• [WORK TO BE COMPLETED]
Without changing a single word, output each entry.

———

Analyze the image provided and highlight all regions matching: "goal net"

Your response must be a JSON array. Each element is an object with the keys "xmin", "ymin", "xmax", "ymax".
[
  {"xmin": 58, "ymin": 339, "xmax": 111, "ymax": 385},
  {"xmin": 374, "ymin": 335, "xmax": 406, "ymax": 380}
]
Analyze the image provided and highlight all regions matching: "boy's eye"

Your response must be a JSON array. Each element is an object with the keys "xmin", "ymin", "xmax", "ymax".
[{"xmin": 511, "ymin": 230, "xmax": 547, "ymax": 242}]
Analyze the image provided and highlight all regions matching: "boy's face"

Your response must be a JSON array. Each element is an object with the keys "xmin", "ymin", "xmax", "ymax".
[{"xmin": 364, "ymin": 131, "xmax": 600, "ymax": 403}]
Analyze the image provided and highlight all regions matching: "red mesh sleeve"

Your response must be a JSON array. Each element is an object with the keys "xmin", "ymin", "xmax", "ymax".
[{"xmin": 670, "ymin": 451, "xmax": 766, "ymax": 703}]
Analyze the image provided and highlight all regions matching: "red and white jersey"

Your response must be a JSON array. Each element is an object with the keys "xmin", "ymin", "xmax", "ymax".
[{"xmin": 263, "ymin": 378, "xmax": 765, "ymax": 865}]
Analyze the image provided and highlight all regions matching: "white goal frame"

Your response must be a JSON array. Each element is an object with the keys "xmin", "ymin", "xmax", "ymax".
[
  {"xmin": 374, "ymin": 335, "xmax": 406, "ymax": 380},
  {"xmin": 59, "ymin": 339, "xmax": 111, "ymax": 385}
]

———

• [RESPONSE FOR THIS EXERCISE]
Analyze the image provided and highlight all regions matching: "goal net"

Your response must be a JSON array. Each element is an object with the keys "xmin", "ymin", "xmax", "ymax".
[
  {"xmin": 58, "ymin": 339, "xmax": 111, "ymax": 385},
  {"xmin": 374, "ymin": 335, "xmax": 406, "ymax": 380}
]
Analyze the image provided and highlight all regions matching: "boy's eye"

Your response must be a JSON array. Each element is an object with the keys "xmin", "ymin", "xmax", "ymax".
[{"xmin": 511, "ymin": 230, "xmax": 547, "ymax": 242}]
Analyze the image provided and highlight all regions matching: "boy's face"

Your response must be a JSON array. Each element is an object with the keys "xmin", "ymin", "xmax", "ymax".
[{"xmin": 364, "ymin": 131, "xmax": 600, "ymax": 403}]
Analyze the image provided and highlight all regions matching: "red mesh sleeve"

Your response must be a JSON array. Each element is an object with the keys "xmin", "ymin", "xmax", "ymax".
[{"xmin": 670, "ymin": 451, "xmax": 766, "ymax": 703}]
Analyze the image provided and highlight all regions matching: "red and white jersey"

Your response must be a JSON array. Each element is an object with the keys "xmin", "ymin", "xmax", "ymax".
[{"xmin": 263, "ymin": 378, "xmax": 765, "ymax": 865}]
Analyze the image provided and highlight all regions matching: "white goal frame"

Your response must be a JSON array. Each element is an object with the keys "xmin", "ymin", "xmax", "ymax".
[
  {"xmin": 374, "ymin": 335, "xmax": 406, "ymax": 380},
  {"xmin": 59, "ymin": 339, "xmax": 111, "ymax": 385}
]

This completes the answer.